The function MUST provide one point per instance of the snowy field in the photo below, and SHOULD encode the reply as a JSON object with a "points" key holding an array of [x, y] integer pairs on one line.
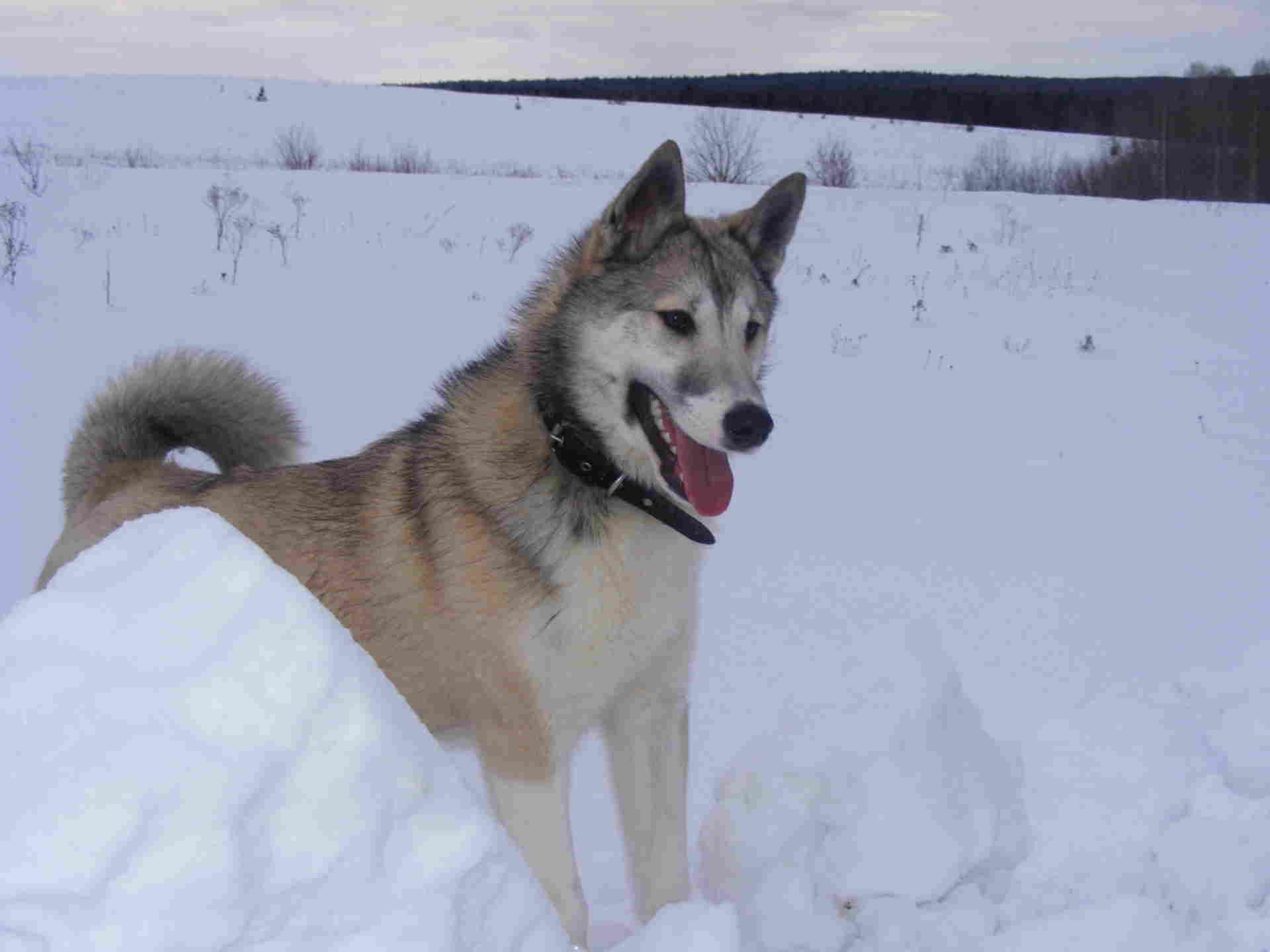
{"points": [[984, 644]]}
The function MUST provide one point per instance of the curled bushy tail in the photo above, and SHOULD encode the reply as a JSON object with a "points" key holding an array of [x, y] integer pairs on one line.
{"points": [[202, 399]]}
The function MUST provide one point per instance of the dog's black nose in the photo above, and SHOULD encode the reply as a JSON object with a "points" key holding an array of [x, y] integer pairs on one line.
{"points": [[747, 426]]}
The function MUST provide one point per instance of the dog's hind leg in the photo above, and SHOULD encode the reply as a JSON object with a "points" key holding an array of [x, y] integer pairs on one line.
{"points": [[538, 818], [648, 756]]}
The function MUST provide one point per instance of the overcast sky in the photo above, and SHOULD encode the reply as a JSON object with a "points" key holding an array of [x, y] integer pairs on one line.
{"points": [[374, 41]]}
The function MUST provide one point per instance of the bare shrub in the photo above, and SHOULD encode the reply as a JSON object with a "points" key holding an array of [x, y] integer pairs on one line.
{"points": [[239, 233], [298, 147], [31, 163], [224, 201], [299, 202], [996, 169], [139, 158], [517, 235], [281, 237], [409, 160], [1119, 171], [361, 161], [832, 164], [723, 149], [13, 238]]}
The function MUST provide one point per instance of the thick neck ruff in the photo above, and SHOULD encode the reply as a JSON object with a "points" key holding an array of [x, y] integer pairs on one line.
{"points": [[595, 469]]}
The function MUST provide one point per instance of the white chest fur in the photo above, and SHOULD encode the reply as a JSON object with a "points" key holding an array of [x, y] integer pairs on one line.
{"points": [[626, 610]]}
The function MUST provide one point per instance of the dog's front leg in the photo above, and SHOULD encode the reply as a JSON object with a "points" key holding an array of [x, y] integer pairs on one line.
{"points": [[538, 818], [648, 757]]}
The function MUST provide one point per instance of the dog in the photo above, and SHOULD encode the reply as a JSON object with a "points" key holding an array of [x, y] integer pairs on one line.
{"points": [[523, 560]]}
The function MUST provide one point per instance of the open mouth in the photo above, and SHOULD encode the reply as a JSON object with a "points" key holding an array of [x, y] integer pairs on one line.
{"points": [[697, 473]]}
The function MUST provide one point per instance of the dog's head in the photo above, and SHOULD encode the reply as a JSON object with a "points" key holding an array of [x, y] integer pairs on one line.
{"points": [[668, 325]]}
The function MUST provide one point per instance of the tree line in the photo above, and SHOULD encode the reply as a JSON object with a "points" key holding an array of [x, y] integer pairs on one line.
{"points": [[1201, 136]]}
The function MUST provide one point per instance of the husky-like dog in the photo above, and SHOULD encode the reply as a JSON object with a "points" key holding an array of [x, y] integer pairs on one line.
{"points": [[521, 561]]}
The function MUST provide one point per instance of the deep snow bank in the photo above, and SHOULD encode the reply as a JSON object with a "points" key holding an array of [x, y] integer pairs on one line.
{"points": [[200, 757]]}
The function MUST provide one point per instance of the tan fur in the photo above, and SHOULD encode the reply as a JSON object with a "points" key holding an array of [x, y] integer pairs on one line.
{"points": [[498, 594]]}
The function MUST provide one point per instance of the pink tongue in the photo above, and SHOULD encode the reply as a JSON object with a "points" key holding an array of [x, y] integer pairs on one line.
{"points": [[705, 473]]}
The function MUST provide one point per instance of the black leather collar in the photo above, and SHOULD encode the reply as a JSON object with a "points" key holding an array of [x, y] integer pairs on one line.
{"points": [[595, 469]]}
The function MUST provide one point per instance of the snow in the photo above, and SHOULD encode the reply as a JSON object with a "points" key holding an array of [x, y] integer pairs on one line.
{"points": [[984, 648], [202, 758]]}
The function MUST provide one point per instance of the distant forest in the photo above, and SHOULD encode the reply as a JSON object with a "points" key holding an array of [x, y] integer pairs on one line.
{"points": [[1210, 134]]}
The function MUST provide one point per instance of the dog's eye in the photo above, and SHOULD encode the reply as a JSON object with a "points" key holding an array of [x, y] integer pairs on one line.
{"points": [[680, 321]]}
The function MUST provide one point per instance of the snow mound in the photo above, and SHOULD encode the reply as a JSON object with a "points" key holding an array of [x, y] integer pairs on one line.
{"points": [[861, 808], [200, 757]]}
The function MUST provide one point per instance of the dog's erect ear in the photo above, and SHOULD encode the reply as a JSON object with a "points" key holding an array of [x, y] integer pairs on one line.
{"points": [[650, 206], [766, 229]]}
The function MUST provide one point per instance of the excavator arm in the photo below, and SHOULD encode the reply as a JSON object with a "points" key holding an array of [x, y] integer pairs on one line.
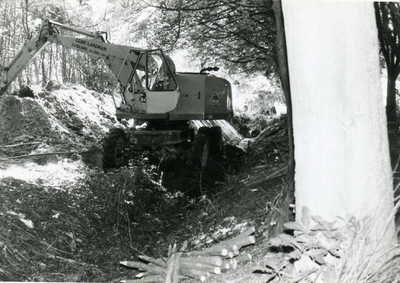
{"points": [[122, 60]]}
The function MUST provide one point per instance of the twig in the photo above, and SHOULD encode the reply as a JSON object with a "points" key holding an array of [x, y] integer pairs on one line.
{"points": [[20, 144]]}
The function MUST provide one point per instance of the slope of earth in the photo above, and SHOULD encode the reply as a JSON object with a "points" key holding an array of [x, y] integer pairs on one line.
{"points": [[65, 219]]}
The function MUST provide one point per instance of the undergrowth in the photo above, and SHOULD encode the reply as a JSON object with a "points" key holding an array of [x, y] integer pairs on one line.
{"points": [[81, 231]]}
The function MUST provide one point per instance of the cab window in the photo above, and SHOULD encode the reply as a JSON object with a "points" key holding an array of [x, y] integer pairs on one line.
{"points": [[159, 75]]}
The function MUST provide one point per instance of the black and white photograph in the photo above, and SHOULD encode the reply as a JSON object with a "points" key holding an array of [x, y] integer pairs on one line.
{"points": [[183, 141]]}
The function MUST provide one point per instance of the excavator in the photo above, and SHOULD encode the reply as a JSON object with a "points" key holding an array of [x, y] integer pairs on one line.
{"points": [[153, 94]]}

▶ **Task description**: Repeat the data word for word, starting with the line that contains "the excavator in" and going on through the end of the data.

▶ **Result for this exercise**:
The function MUST provide one point per instance of the excavator in the photo above, and SHOULD encode the reply as a JSON object with a "points" key holding an array of [x, y] integer pairs on one line.
{"points": [[153, 94]]}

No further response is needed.